:: Instruction ::
Output all of the records exactly as written.

:: Dataset excerpts ::

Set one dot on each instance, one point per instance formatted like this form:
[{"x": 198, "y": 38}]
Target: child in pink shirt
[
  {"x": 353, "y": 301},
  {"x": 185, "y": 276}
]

:: Exercise solution ::
Set one dot on each instance, one point per instance formatted like this form:
[{"x": 198, "y": 38}]
Target: child in pink shirt
[
  {"x": 353, "y": 301},
  {"x": 185, "y": 276}
]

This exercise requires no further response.